**Exercise details:**
Across the records that follow, give the number of lines containing the word "pant" and nothing else.
:: Task input ::
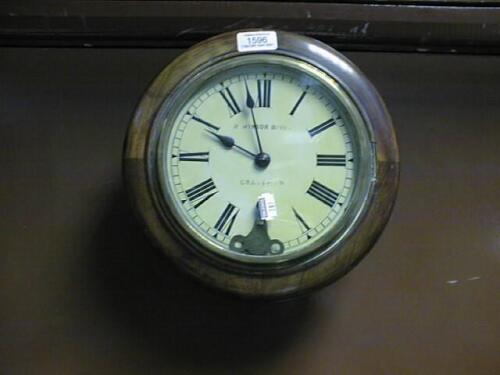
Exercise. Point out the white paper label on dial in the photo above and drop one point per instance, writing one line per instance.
(256, 41)
(267, 207)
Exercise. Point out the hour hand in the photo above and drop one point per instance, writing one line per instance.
(230, 143)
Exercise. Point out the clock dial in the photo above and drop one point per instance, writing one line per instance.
(260, 130)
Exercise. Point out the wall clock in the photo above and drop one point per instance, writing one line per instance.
(262, 162)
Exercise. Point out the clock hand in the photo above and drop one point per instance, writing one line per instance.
(251, 104)
(229, 143)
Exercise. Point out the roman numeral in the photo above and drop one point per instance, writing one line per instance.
(322, 193)
(321, 127)
(202, 192)
(226, 219)
(330, 160)
(230, 101)
(264, 93)
(301, 97)
(206, 123)
(192, 156)
(302, 223)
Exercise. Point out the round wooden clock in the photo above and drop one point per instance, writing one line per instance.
(263, 163)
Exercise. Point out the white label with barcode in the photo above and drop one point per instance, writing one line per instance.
(267, 207)
(249, 41)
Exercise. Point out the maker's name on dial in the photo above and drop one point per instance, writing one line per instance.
(253, 182)
(262, 127)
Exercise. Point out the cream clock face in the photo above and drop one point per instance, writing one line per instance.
(261, 160)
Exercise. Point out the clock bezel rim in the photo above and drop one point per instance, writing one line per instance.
(322, 271)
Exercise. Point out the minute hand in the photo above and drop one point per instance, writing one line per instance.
(251, 104)
(230, 143)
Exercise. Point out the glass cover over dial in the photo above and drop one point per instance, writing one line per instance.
(260, 158)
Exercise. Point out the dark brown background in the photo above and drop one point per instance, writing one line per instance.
(83, 291)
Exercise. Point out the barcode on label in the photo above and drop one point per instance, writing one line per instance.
(267, 207)
(256, 41)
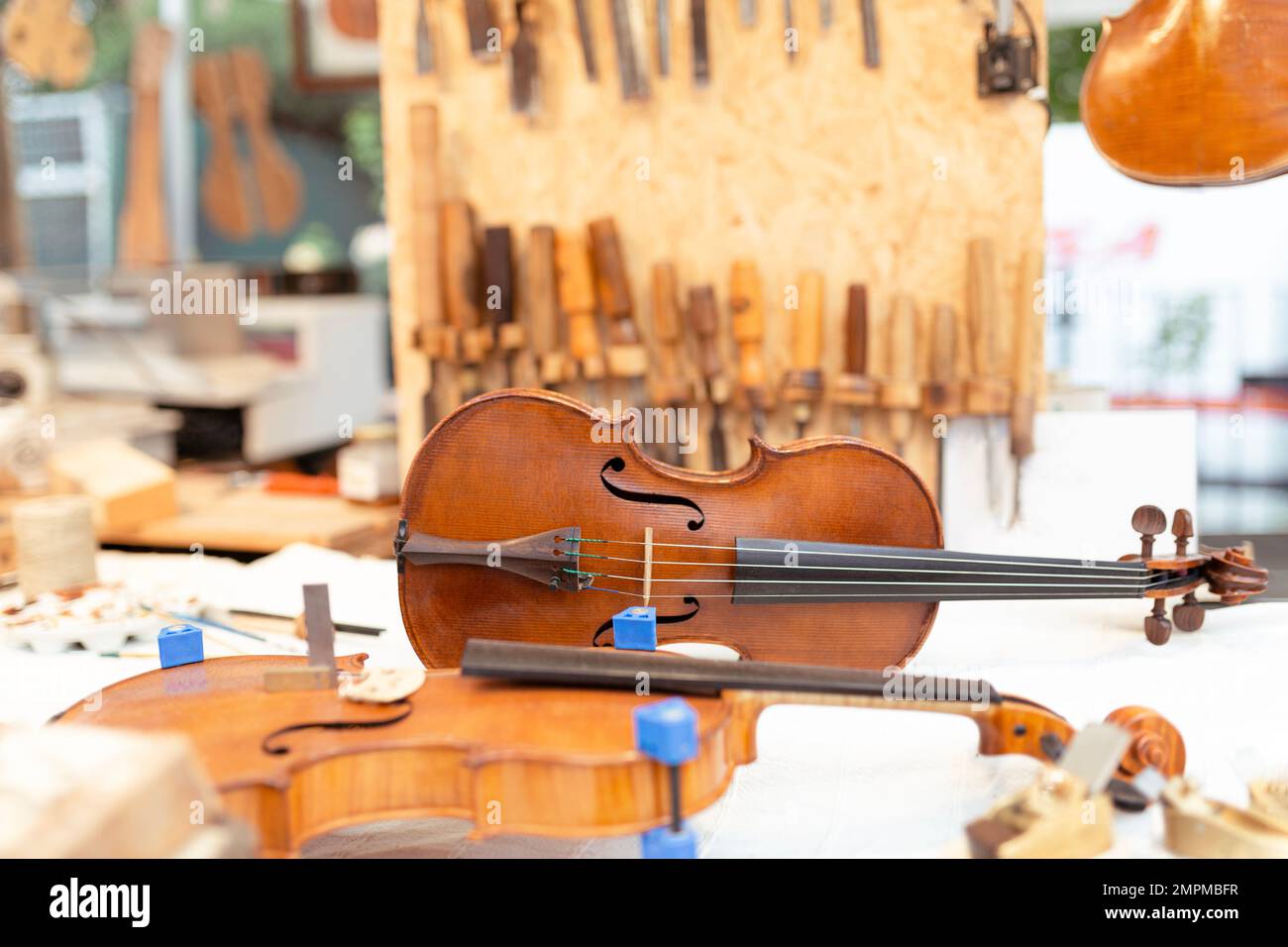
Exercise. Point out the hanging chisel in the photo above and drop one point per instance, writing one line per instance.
(541, 304)
(484, 34)
(524, 72)
(747, 309)
(700, 50)
(790, 31)
(854, 388)
(424, 44)
(987, 394)
(901, 390)
(1024, 368)
(588, 39)
(626, 356)
(664, 38)
(704, 321)
(629, 37)
(576, 283)
(670, 382)
(804, 382)
(871, 42)
(460, 278)
(498, 296)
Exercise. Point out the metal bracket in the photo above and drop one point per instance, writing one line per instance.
(1008, 63)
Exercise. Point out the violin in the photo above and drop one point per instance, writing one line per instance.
(1181, 91)
(529, 738)
(527, 517)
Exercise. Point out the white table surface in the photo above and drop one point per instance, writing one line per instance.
(832, 783)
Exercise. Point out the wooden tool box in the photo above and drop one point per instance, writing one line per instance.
(806, 162)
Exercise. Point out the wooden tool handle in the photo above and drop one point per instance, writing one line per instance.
(747, 308)
(578, 298)
(704, 321)
(498, 274)
(943, 346)
(613, 287)
(982, 304)
(902, 339)
(807, 325)
(540, 299)
(857, 330)
(666, 307)
(459, 264)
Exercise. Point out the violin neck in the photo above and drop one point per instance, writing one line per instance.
(798, 573)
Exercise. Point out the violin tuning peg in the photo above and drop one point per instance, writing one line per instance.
(1189, 613)
(1183, 528)
(1158, 629)
(1147, 521)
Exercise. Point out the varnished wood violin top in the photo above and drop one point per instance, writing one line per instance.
(1192, 91)
(513, 758)
(528, 517)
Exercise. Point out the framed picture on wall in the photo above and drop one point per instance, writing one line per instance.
(336, 44)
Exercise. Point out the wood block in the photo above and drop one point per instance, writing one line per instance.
(128, 486)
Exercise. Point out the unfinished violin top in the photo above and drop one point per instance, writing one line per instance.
(1189, 91)
(531, 740)
(527, 517)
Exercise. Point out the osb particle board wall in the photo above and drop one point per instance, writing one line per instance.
(870, 175)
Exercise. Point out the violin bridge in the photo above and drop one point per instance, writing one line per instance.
(552, 558)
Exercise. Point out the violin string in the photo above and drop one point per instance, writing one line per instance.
(897, 596)
(928, 554)
(844, 569)
(1132, 586)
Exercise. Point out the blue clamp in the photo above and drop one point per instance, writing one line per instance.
(180, 644)
(665, 843)
(668, 731)
(635, 629)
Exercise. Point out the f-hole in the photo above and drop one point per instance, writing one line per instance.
(695, 607)
(617, 466)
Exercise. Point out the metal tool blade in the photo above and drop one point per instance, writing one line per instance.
(1093, 755)
(871, 43)
(700, 52)
(424, 44)
(664, 38)
(629, 37)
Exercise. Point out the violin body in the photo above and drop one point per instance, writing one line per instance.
(511, 758)
(1189, 91)
(516, 463)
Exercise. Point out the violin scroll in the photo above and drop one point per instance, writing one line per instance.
(1229, 573)
(1154, 742)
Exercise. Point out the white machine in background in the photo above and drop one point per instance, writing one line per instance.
(304, 373)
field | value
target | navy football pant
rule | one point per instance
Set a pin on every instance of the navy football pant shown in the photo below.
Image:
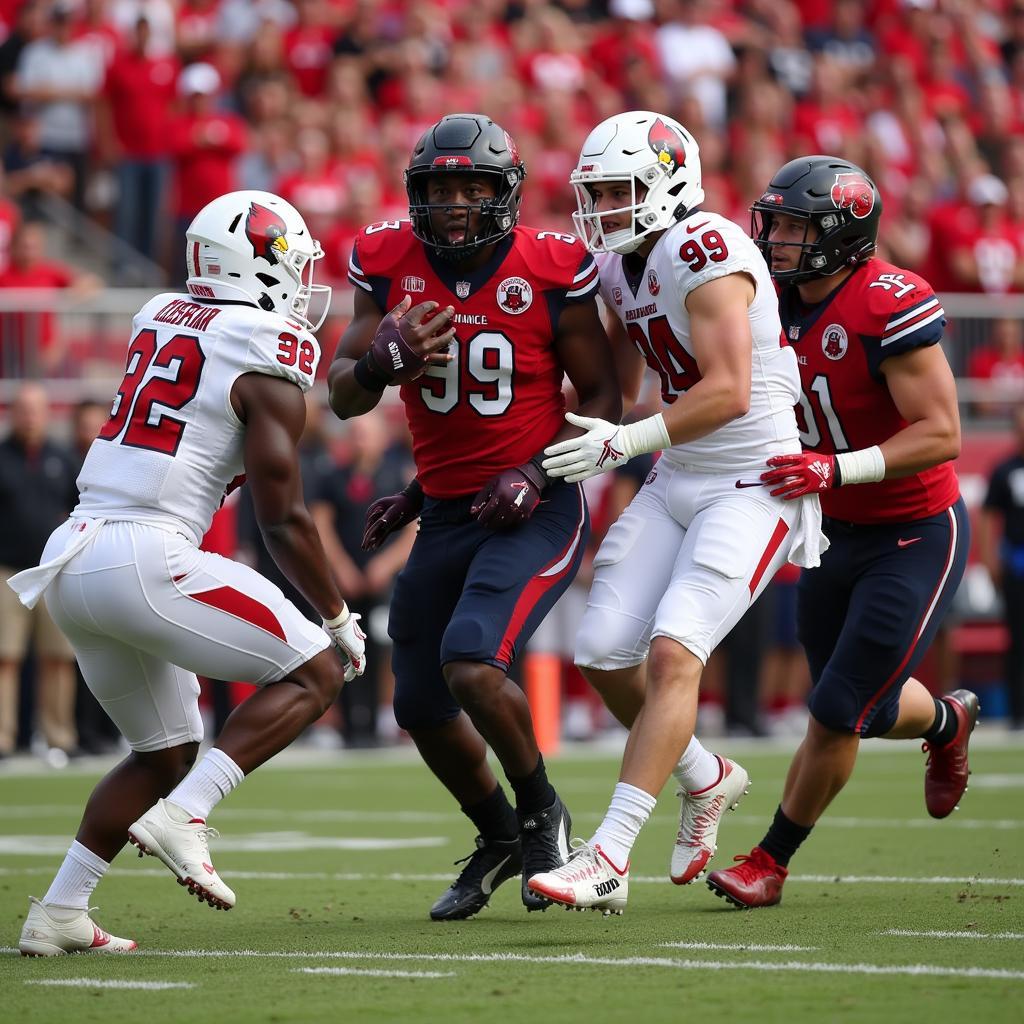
(472, 594)
(868, 613)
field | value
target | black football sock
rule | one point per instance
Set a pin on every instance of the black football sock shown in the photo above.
(944, 727)
(494, 816)
(534, 792)
(783, 838)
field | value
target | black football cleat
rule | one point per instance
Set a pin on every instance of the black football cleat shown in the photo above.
(545, 837)
(493, 862)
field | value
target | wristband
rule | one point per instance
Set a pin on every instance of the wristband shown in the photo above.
(368, 376)
(865, 466)
(339, 620)
(645, 435)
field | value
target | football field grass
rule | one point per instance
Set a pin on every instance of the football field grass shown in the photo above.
(888, 915)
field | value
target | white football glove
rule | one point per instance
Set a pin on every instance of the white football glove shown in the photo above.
(604, 445)
(350, 641)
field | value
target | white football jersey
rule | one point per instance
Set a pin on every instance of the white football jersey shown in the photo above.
(173, 442)
(652, 307)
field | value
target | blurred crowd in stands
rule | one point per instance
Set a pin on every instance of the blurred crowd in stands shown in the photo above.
(136, 113)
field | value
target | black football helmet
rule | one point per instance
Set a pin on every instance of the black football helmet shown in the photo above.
(835, 196)
(461, 143)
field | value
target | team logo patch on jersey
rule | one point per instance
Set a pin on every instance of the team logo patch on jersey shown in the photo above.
(515, 295)
(852, 193)
(668, 145)
(266, 232)
(835, 341)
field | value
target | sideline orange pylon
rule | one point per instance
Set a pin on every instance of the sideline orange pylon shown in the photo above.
(543, 675)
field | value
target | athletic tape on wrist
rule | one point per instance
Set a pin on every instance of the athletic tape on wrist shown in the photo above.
(865, 466)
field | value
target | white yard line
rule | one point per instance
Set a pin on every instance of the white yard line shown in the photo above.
(329, 815)
(868, 880)
(906, 933)
(373, 972)
(275, 842)
(580, 960)
(150, 986)
(751, 947)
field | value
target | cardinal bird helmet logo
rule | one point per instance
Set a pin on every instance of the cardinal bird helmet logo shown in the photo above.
(266, 232)
(668, 145)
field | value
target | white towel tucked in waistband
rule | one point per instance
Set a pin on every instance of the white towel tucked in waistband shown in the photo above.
(30, 584)
(809, 543)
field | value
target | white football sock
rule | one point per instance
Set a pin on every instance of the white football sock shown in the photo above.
(78, 876)
(697, 768)
(207, 784)
(629, 809)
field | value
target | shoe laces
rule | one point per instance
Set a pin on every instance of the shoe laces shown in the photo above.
(693, 824)
(753, 865)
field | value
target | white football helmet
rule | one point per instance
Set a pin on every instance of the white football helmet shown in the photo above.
(649, 151)
(253, 247)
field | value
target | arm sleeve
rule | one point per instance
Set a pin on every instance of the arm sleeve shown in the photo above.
(374, 285)
(915, 323)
:::
**Solution to the exercise:**
2